## DIRECTIONS FOR THIS TASK
Nothing below is to be printed except the lines between the line holding "Find the yellow" and the line holding "Find the cow's nostril", inclusive, each exactly as it appears.
START MATERIAL SHOWN
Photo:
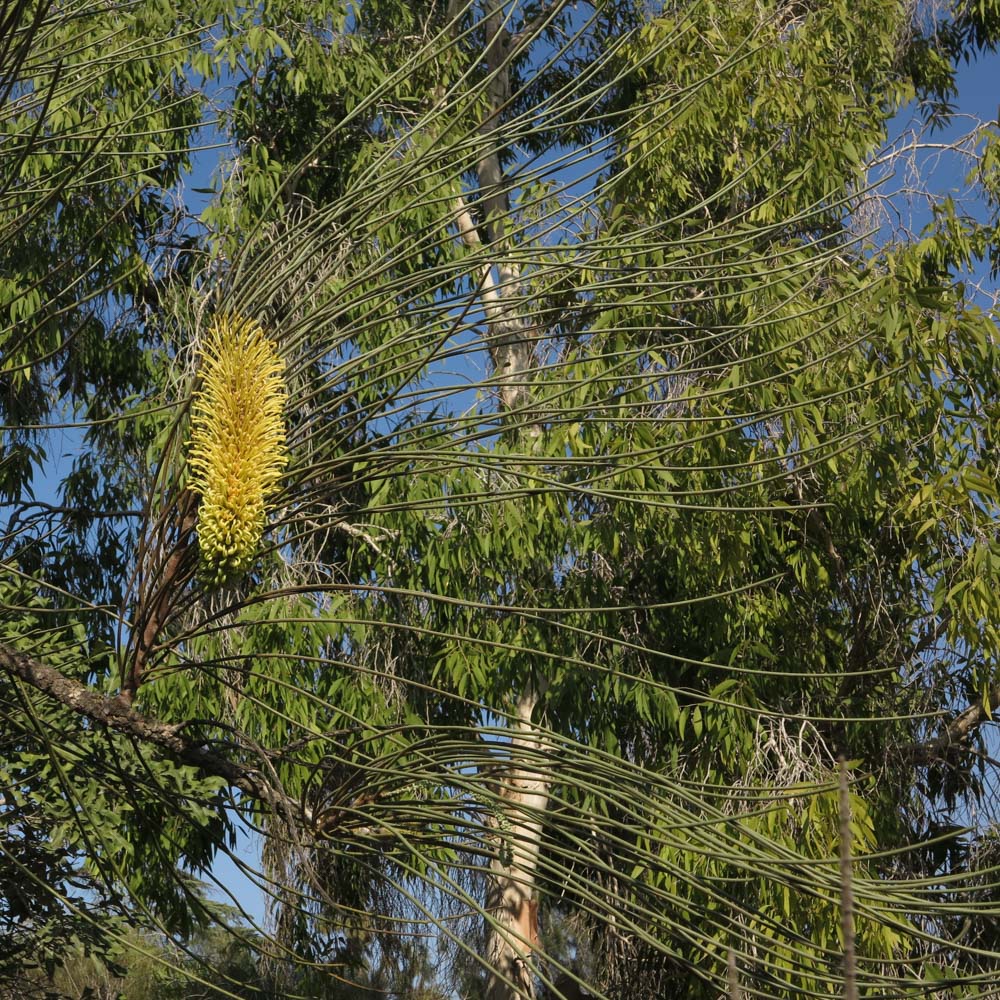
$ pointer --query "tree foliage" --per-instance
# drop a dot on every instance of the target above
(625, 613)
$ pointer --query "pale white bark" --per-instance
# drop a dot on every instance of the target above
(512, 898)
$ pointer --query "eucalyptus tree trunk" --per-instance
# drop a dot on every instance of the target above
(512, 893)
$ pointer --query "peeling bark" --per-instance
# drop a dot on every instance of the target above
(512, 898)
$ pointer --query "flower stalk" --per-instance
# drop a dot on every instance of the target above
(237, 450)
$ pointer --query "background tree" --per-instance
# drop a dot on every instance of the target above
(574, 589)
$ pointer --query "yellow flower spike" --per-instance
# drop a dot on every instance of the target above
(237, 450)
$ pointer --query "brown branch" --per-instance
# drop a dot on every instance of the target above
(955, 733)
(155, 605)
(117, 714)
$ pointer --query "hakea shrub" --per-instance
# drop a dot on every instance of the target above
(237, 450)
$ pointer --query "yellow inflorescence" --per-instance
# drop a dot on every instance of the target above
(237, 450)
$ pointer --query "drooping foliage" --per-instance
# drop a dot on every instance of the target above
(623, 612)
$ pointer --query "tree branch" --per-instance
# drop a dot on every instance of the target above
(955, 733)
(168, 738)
END MATERIAL SHOWN
START MATERIAL SHOWN
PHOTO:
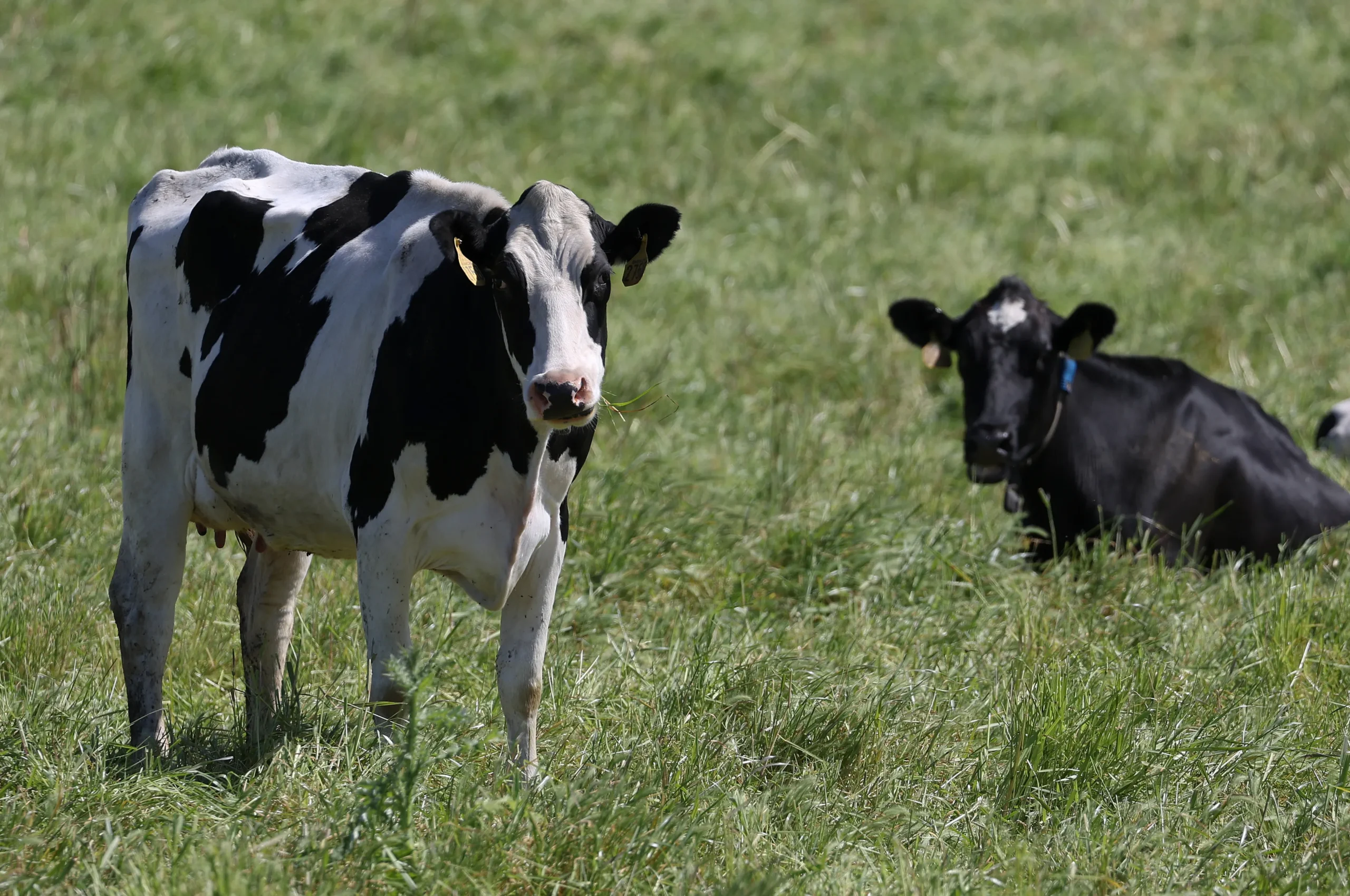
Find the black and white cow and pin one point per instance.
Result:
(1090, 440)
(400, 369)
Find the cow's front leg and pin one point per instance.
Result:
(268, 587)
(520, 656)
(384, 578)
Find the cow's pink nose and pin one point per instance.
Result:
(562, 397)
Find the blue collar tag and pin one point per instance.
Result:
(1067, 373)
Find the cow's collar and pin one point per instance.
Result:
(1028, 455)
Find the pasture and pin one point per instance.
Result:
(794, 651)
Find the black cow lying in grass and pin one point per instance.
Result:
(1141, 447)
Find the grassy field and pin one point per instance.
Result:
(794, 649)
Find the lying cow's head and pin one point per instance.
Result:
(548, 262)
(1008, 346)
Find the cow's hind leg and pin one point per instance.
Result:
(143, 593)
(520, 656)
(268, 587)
END MATERIAL SHOWN
START MATERIAL SHOWN
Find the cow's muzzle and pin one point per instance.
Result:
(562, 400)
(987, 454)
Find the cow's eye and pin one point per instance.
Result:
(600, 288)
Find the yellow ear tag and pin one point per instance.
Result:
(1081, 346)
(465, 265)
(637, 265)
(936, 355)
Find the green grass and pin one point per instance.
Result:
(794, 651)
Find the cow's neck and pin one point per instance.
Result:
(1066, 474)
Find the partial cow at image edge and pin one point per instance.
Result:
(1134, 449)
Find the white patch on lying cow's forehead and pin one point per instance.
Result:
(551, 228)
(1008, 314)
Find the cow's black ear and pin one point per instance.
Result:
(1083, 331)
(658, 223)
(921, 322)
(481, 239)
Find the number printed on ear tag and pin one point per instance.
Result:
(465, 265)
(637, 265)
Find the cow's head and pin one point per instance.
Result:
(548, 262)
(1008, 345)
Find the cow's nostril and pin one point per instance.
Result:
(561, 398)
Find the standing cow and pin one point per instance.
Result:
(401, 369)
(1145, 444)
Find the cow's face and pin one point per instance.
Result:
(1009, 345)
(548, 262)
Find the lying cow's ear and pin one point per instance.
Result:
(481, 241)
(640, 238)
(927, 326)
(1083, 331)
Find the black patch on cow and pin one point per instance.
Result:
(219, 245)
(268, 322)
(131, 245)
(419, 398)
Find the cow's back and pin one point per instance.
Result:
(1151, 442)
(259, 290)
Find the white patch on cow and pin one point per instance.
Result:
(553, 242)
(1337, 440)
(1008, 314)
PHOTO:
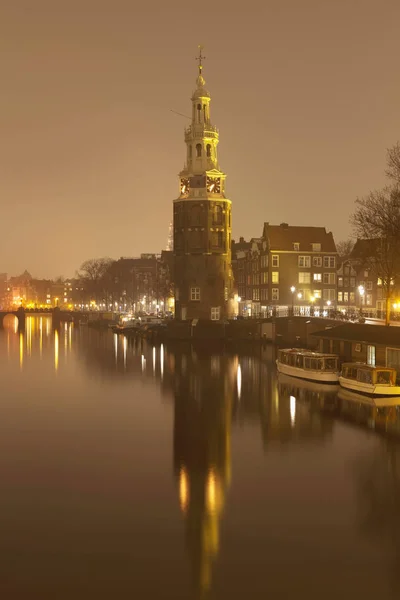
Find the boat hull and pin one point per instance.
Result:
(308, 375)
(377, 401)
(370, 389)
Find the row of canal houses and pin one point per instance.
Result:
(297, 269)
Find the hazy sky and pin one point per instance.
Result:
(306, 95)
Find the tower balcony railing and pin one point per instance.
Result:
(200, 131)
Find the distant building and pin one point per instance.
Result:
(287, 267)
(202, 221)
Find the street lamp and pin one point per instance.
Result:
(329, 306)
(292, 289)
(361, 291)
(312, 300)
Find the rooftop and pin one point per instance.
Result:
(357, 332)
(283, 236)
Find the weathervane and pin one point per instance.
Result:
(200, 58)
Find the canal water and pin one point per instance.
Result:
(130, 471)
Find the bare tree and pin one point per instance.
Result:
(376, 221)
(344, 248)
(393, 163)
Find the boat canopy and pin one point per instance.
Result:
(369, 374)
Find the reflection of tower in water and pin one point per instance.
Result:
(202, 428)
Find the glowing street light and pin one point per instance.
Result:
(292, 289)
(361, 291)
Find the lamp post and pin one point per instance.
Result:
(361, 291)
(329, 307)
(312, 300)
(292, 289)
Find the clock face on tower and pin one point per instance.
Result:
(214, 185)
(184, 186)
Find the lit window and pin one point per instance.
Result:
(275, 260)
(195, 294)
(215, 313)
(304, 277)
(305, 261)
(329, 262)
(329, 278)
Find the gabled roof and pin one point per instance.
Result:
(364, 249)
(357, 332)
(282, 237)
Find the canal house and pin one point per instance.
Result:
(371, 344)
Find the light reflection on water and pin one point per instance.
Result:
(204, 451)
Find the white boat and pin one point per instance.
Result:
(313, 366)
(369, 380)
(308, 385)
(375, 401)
END MATERIAL SHOWN
## EXPECTED ANSWER
Find the yellow ear tag and pin one point per instance.
Result:
(1081, 346)
(465, 265)
(637, 265)
(936, 355)
Find the green grass and pin one point per instance.
Result:
(794, 651)
Find the cow's neck and pin one point per instance.
Result:
(1066, 474)
Find the partial cow at image edge and pin one point per instance.
Result:
(1134, 449)
Find the white patch on lying cow's forehead and pin one point per instance.
Result:
(551, 228)
(1008, 314)
Find the cow's black ear and pin one point per instance.
Result:
(1083, 331)
(658, 223)
(921, 322)
(481, 239)
Find the number printed on ear tag and pin one point per instance.
Result:
(465, 265)
(637, 265)
Find the cow's head and pin one point per instance.
Result:
(548, 262)
(1008, 345)
Find the cow's nostril and pin one point per instance.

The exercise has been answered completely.